* _Task directions_
Begin with the line containing "of the green" and end with the last line of the data below; return those lines exactly, and only those.

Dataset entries

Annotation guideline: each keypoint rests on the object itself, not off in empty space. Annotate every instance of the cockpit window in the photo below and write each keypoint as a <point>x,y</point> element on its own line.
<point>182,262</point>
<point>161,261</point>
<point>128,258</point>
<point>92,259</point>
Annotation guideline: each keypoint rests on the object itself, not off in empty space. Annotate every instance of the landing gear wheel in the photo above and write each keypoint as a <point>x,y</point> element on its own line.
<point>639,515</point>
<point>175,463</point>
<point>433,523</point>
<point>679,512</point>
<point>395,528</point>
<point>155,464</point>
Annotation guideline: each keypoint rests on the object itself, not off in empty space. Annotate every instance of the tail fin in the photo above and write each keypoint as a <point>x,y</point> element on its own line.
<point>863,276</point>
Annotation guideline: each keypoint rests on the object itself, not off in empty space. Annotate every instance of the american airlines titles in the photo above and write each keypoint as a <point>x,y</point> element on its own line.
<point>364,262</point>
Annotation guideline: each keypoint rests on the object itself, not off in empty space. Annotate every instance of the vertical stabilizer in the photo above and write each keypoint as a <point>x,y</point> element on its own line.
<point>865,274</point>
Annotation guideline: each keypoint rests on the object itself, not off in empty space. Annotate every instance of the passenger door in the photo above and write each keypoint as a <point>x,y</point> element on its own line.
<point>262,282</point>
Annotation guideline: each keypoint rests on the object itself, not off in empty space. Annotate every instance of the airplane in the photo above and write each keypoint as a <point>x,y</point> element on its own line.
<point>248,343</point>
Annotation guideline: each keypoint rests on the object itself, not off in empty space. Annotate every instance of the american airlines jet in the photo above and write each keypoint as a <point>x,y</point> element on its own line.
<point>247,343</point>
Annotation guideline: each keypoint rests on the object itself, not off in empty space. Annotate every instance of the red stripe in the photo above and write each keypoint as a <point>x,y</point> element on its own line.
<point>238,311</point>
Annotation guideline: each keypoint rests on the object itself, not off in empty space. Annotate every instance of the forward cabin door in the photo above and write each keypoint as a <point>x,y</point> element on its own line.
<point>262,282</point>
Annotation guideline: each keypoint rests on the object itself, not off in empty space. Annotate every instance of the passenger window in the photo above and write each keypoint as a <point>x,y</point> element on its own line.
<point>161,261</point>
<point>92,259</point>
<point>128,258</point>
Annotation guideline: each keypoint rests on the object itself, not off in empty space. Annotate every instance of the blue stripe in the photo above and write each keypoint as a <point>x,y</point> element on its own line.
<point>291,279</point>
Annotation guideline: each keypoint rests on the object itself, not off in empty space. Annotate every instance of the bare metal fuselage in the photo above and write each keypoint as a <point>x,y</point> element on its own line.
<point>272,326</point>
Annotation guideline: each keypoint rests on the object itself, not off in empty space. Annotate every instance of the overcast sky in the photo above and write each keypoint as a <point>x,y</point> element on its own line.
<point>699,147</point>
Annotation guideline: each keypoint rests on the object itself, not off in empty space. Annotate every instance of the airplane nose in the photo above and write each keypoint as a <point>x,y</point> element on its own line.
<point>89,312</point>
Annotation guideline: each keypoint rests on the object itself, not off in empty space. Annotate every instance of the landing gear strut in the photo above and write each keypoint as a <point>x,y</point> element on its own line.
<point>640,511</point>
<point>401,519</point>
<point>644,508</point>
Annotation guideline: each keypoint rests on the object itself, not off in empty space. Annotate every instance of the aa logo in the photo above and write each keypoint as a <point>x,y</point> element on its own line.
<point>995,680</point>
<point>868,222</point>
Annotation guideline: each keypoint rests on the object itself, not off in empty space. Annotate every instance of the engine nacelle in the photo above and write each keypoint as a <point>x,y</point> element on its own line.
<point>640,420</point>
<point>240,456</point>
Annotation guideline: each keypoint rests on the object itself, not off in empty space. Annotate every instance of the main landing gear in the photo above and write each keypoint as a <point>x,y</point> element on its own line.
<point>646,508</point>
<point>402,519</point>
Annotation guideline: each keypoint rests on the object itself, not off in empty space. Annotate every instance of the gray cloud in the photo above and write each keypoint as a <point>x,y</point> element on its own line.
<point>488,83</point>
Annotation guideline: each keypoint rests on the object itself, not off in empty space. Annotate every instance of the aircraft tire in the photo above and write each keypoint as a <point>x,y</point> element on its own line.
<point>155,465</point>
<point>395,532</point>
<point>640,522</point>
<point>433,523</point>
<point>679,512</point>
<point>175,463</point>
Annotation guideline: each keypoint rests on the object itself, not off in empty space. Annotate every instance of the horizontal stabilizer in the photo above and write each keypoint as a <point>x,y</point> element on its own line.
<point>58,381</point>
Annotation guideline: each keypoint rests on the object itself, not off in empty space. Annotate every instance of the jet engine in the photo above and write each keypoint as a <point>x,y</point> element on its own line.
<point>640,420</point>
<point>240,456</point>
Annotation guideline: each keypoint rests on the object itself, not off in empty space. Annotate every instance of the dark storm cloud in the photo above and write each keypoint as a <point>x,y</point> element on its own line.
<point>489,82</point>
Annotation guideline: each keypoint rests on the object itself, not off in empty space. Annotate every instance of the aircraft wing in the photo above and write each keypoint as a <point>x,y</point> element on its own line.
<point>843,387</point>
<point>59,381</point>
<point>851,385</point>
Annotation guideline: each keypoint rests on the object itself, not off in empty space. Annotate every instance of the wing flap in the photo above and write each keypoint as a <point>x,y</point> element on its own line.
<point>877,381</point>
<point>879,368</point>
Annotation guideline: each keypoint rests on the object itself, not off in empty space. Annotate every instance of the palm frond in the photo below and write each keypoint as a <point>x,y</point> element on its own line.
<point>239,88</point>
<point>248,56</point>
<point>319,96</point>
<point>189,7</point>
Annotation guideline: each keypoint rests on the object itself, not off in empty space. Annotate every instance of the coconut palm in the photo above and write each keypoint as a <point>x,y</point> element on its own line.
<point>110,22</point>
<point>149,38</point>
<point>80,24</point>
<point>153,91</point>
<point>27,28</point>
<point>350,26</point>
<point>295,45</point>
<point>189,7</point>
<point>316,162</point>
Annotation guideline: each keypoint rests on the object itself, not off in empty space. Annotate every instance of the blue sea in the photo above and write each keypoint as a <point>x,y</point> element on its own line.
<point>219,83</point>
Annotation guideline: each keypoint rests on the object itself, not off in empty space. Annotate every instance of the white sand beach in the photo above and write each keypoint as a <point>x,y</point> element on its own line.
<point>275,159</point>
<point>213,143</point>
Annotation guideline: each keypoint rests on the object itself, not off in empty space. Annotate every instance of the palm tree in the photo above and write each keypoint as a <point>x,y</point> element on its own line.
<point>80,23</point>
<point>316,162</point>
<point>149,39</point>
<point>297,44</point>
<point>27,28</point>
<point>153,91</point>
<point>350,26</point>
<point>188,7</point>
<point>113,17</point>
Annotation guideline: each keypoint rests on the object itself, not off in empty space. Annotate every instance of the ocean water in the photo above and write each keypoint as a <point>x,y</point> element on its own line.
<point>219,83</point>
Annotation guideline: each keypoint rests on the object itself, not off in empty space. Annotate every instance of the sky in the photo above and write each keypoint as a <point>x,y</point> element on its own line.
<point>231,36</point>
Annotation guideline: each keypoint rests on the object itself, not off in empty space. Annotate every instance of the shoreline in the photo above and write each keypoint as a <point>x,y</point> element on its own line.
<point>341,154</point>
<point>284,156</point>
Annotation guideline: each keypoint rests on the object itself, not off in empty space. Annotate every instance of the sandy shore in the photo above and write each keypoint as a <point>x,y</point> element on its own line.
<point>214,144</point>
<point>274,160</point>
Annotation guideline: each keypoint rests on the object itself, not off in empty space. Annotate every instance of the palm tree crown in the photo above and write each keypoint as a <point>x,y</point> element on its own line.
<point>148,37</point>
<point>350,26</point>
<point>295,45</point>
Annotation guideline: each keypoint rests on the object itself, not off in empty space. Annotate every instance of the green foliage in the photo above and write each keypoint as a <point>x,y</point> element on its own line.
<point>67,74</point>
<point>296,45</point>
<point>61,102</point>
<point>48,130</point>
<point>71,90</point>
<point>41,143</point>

* _Response_
Annotation guideline: each keypoint rests on the object itself, not off in empty space. Annotate every instance of the green foliage in the photo above and write each keypoint as a <point>x,y</point> element on its own line.
<point>67,74</point>
<point>296,45</point>
<point>61,102</point>
<point>48,130</point>
<point>71,90</point>
<point>41,143</point>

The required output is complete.